## Text for analysis
In the earliest annuals from 1917 and 1918, there is no mention of Tifton High, as it was then known, having a mascot of any kind.

There was a gap of 20 years where the media center didn’t have a copy of the annual. Opening up the 1938 Talisman, I was met with the dedication page: “We, the Senior Class of 1938, respectfully dedicate this issue of The Talisman to Gerald Herring, Sr., Bob Herring, Jeff Parker, Neil Ryder, Donald Ryder, Silas O’Quinn, Roy Thrasher, Louis Matthews, Major Whiddon, and Ralston Patrick who were Tifton High School students that went to World War in 1917 to insure democracy for the world. This is the second issue of the Talisman. The first was printed in 1917, the year that the United State entered the war, and discontinued until the Senior Class of 1938 took up their work and continued to produce this edition. We intend for this Annual to be an everlasting tribute to those who fought for the United States. Our motto is fitting for the theme of this book. It is ‘I am an American.’” * Denotes deceased during WWI.

I am not sure why they considered the 1938 annual to be the second in production when a 1918 lays in the TCHS archives, but more curiously this edition was plastered in mentions of the Mighty Blue Devils with no mention of the adoption of the mascot. This caused me to do as any curious person would do: I skimmed the previous annuals and the internet for mentions of the soldiers. I found Jeff Parker sitting in the Class of 1919. He proudly stares out of his class photo in his crisp suit with his hands in his lap, and you wonder if this was the last picture taken of him before he decided to join the war effort.

## Record set
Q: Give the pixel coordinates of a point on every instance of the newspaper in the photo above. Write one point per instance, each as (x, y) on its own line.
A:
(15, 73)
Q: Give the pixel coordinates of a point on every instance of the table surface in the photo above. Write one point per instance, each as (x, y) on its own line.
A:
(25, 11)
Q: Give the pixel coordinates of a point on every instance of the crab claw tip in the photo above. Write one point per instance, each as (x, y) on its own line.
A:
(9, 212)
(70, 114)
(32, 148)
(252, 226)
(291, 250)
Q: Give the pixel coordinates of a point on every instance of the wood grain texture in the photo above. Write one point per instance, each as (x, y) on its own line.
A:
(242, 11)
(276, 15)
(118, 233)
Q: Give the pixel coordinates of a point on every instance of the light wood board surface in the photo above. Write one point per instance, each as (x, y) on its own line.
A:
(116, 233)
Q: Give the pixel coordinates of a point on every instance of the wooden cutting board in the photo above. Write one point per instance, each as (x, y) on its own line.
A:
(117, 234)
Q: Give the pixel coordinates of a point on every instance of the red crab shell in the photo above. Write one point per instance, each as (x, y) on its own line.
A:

## Activities
1/ In the text about the Tifton High School annuals, what motto did the Senior Class of 1938 choose?
2/ Pick up the text about the Tifton High School annuals right after its last sentence and write the next paragraph.
The items above come from a different source than the text.

## Expected responses
1/ "I am an American."

2/
As there were no other faces or names found in the 1917 or ’18 annuals, I started to comb the advertisements of the 1938 and 1939 annuals. Within them I found advertisements from alumni which included both Herring brothers: Gerald “Jake” Herring, Sr., class of 1916, and Robert “Bob” Herring, class of 1913. There were no other mentions of the other soldiers within annuals.

From this point, I made the transition and began research via the internet.

On www.findagrave.com, a memorial website that mainly honors soldiers, I found the headstone of Robert “Bob” Herring which also included a brief history of the Herring brothers in WWI stating that they became a part of the American Expeditionary Force under the command of General John Joseph “Blackjack” Pershing and trained in France. The areas of France that General Pershing commanded were close to the areas where the legendary French soldiers the Chasseurs Alpins fought. These soldiers were mainly known by the nickname given to them by the Germans — les Diablos Bleus, or the Blue Devils.

In researching, we received several theories. Alumni from the 1980’s sent us that they remembered being told by their faculty that we got our mascot from Duke University. Coach Ivey Vickers answered and said she had been told by her father, the late James Winfred “Vic” Vickers, that the football coach and principal of Tifton High, Coach B.G. Childs, from 1914-1917 was himself a Duke University Alum and advocated for Tifton High to adopt the mascot. Albeit, he would have had to do this from the community standpoint after his retirement as Duke University did not adopt the Blue Devil as their mascot until 1922. From various stories graciously given from Mrs. Holly Hall and Mr. Spud Bowen, we pin pointed the year of adoption of the Blue Devil Mascot around 1924-1926. Mr. Bowen attributes this to our local American Legion, Georgia Post 21, bringing in the French Battalion, the Chasseurs Alpins, to Tifton around this time.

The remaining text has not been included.